>> START RECORD SET

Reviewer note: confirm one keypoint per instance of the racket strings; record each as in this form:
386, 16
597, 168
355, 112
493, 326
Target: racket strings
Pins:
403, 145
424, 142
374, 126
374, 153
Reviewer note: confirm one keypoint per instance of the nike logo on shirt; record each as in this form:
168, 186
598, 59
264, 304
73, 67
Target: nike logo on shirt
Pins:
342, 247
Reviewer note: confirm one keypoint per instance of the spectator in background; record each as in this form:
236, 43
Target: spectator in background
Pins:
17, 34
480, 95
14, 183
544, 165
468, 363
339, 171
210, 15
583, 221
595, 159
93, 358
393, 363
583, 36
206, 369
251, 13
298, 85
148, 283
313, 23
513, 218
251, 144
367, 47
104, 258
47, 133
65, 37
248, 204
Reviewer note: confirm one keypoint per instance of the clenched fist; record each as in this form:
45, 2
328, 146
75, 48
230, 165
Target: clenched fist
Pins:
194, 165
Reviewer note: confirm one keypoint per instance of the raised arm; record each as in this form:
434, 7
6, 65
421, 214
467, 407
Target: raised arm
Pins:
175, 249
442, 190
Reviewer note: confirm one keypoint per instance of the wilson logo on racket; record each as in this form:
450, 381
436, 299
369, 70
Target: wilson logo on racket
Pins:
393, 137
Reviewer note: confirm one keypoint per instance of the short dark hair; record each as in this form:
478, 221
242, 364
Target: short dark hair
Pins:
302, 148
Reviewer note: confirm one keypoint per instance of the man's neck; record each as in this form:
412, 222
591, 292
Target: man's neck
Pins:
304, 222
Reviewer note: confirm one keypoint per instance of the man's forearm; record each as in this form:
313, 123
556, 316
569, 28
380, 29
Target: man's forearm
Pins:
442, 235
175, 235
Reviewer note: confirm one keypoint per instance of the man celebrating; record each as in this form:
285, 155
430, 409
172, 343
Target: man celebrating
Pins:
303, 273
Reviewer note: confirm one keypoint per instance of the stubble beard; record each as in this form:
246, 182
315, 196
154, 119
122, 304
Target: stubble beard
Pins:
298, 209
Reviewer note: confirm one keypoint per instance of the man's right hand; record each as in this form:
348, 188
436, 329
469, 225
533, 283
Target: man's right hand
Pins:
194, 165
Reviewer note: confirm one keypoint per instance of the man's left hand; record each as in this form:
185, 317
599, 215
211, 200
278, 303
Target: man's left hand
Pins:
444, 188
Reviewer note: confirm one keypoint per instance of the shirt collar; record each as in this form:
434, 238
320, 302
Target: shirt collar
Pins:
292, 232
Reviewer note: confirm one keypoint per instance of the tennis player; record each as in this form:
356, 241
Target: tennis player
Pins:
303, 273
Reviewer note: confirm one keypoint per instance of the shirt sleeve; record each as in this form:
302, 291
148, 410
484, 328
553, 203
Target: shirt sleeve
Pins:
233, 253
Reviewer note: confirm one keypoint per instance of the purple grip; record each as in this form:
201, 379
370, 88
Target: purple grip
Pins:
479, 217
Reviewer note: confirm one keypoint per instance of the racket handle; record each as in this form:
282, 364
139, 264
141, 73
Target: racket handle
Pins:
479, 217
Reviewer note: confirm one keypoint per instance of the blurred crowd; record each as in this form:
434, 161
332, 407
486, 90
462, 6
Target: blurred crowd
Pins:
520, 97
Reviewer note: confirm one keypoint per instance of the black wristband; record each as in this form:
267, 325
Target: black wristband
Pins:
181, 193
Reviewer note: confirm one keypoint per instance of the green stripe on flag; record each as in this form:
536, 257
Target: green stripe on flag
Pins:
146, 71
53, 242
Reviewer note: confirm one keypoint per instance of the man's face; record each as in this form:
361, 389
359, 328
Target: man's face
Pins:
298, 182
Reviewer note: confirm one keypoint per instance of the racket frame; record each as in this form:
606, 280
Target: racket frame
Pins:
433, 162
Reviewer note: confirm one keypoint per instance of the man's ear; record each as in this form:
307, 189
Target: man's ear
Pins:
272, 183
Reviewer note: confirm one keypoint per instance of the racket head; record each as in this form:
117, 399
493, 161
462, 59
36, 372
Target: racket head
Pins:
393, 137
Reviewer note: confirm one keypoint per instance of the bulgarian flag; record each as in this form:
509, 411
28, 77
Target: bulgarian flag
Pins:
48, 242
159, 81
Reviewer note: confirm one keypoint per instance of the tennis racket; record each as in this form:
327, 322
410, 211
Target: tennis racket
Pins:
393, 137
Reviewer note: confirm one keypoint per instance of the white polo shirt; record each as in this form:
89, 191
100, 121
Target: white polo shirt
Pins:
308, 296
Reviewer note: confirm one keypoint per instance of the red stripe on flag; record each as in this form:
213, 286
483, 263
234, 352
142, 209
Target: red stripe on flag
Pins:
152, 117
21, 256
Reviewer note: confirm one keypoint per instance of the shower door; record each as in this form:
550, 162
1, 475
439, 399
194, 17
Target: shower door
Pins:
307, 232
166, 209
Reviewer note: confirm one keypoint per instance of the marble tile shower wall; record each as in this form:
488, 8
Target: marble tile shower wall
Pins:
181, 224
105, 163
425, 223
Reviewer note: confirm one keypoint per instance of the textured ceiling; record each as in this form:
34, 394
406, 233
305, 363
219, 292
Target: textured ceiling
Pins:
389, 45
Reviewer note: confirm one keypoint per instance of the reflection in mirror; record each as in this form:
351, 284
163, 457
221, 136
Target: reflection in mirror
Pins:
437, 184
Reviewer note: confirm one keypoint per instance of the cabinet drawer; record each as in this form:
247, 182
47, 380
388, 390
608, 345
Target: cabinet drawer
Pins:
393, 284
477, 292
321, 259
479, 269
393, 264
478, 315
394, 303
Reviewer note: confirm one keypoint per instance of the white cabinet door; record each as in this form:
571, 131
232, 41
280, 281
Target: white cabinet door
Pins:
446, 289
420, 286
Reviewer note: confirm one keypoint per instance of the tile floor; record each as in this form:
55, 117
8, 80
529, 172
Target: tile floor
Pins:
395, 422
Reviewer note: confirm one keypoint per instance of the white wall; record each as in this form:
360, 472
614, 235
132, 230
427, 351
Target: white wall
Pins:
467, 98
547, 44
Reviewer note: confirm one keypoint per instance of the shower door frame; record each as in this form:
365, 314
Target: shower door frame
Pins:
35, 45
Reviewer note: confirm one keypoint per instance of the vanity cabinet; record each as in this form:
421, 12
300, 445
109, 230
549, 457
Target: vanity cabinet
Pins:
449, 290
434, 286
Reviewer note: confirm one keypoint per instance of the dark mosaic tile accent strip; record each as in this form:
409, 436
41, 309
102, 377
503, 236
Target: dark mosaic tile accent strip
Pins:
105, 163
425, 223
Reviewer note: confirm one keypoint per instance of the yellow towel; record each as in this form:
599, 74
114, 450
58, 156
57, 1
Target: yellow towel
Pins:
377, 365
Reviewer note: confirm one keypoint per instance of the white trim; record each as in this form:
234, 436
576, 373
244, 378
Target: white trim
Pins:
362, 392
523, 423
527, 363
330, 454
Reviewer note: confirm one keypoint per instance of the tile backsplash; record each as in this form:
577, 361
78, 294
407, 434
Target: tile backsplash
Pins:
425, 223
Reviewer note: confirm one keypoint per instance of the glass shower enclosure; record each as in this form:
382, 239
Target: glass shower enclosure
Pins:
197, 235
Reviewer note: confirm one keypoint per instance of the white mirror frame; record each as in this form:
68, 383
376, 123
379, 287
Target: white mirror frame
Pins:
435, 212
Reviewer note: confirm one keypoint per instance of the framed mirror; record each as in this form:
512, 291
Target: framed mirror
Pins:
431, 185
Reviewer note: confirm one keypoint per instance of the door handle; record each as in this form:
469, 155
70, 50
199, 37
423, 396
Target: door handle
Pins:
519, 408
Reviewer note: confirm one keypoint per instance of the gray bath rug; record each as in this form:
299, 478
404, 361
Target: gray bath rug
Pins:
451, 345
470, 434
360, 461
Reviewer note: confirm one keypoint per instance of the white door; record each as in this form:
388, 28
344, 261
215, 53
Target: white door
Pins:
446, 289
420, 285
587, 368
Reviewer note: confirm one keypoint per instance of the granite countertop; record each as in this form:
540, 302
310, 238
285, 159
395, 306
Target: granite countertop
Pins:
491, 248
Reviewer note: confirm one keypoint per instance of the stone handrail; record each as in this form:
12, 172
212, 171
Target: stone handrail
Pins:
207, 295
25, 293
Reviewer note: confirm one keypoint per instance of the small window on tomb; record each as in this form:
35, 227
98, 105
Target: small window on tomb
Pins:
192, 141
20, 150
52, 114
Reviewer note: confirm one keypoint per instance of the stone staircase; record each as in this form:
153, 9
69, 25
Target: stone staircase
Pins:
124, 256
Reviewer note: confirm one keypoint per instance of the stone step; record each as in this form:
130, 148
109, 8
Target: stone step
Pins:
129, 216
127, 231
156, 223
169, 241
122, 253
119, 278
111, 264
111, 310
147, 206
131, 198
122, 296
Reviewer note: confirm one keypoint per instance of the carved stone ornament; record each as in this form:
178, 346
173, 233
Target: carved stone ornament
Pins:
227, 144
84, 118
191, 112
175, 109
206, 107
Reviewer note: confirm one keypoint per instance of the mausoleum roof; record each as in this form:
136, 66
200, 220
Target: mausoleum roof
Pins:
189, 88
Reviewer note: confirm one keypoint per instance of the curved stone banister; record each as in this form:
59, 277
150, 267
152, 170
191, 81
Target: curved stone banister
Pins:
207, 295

>> END RECORD SET

**THE TASK**. Starting with the line that contains "Reviewer note: confirm one keypoint per instance of the carved", print each line through the last one in the listing. Include both end lines and add nothing.

**COMPLETED TASK**.
Reviewer note: confirm one keypoint per instance of the carved stone ornament; record each as in this form:
178, 346
173, 233
Target: carved stone ornament
Pins:
227, 144
84, 118
191, 112
175, 109
206, 107
Reviewer note: confirm one keypoint per instance of the mausoleum roof; record each as in this form:
136, 66
200, 220
Target: mausoleum roof
Pins:
189, 88
Reviewer note: confirm one keypoint per instance of the curved stone banister; record each as in this form:
59, 277
150, 267
152, 170
191, 81
Target: curved stone banister
Pins:
207, 295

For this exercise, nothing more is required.